- **Text extract**
Thanks for referring to the website. I see that Soke Chaka Zulu trained in, among other systems, Sanuces Ryu, which was founded by Moses Powell,  Professor Vee's most famous student.

Interestingly, I ran into Osei Jones here in Columbus Ohio a couple of months ago. He was here for the annual Arnold Classic. The martial arts portion is fast becoming one of the largest martial arts gathering in the country. Anyway, I saw him practicing and asked to talk to him.  As he walked over to me, I saw the Sanuces Ryu patch. Right away, I knew that he was practicing a variant of Vee JJ. We had a nice conversation. Very impressive martial artist as well as an impressive person.  He gave me his web site address.....www.sanuceslives.com

Take care,
Brian Johns
Columbus, Ohio


----------



## Zujitsuka

Yeah Brian, the Vee JJ (and its variants) crowd is a quality bunch of individuals.  They are well respected here in NYC.  I don't know if you already have it, but here is the website for the main school in NYC:

http://www.veearnisjitsu.com.

- **Collected data**
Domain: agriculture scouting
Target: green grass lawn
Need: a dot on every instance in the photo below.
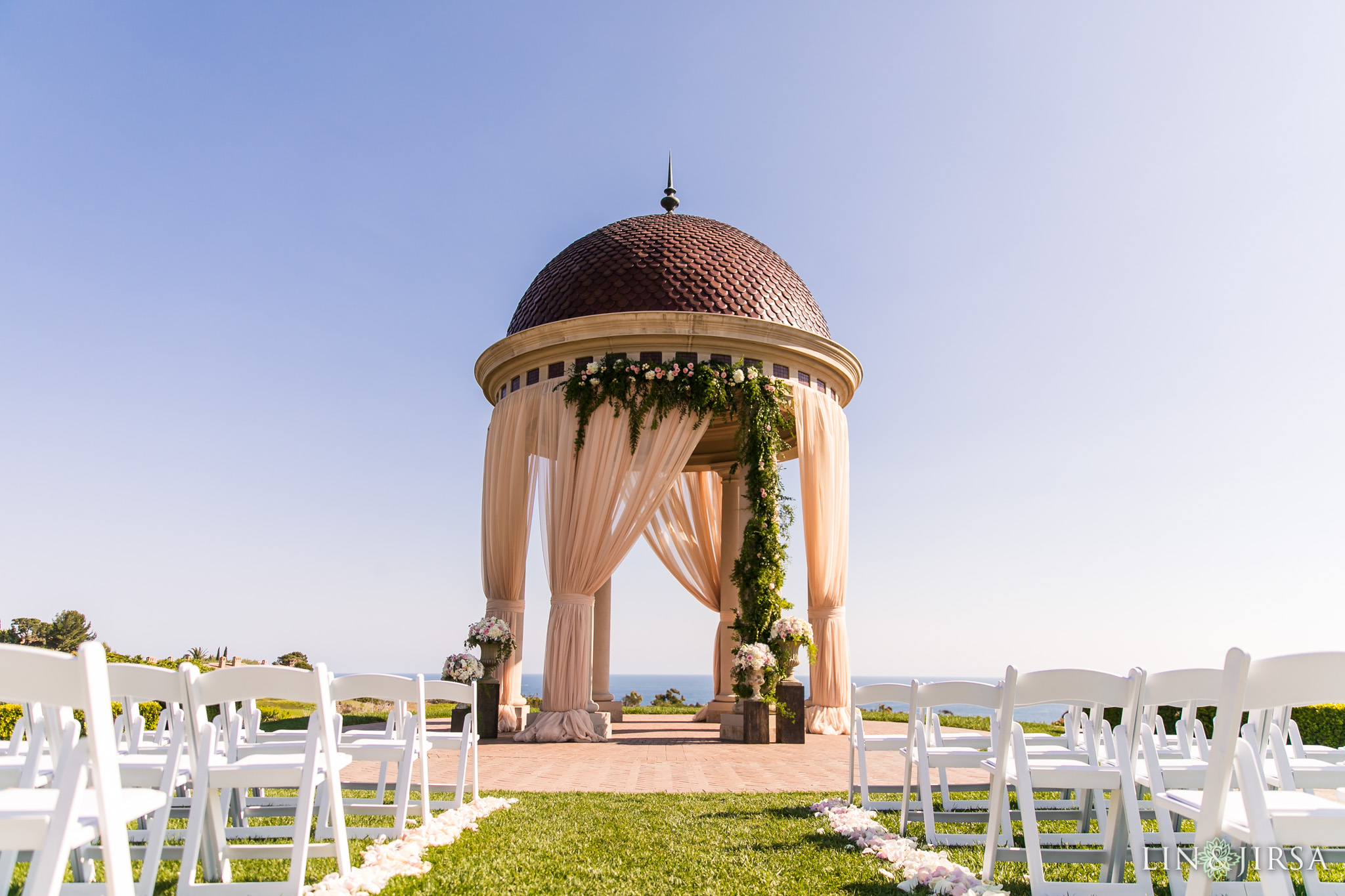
(684, 844)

- **Problem statement**
In the forum thread about Vee jujitsu, who founded Sanuces Ryu?

- **Answer for this exercise**
Moses Powell, Professor Vee's most famous student.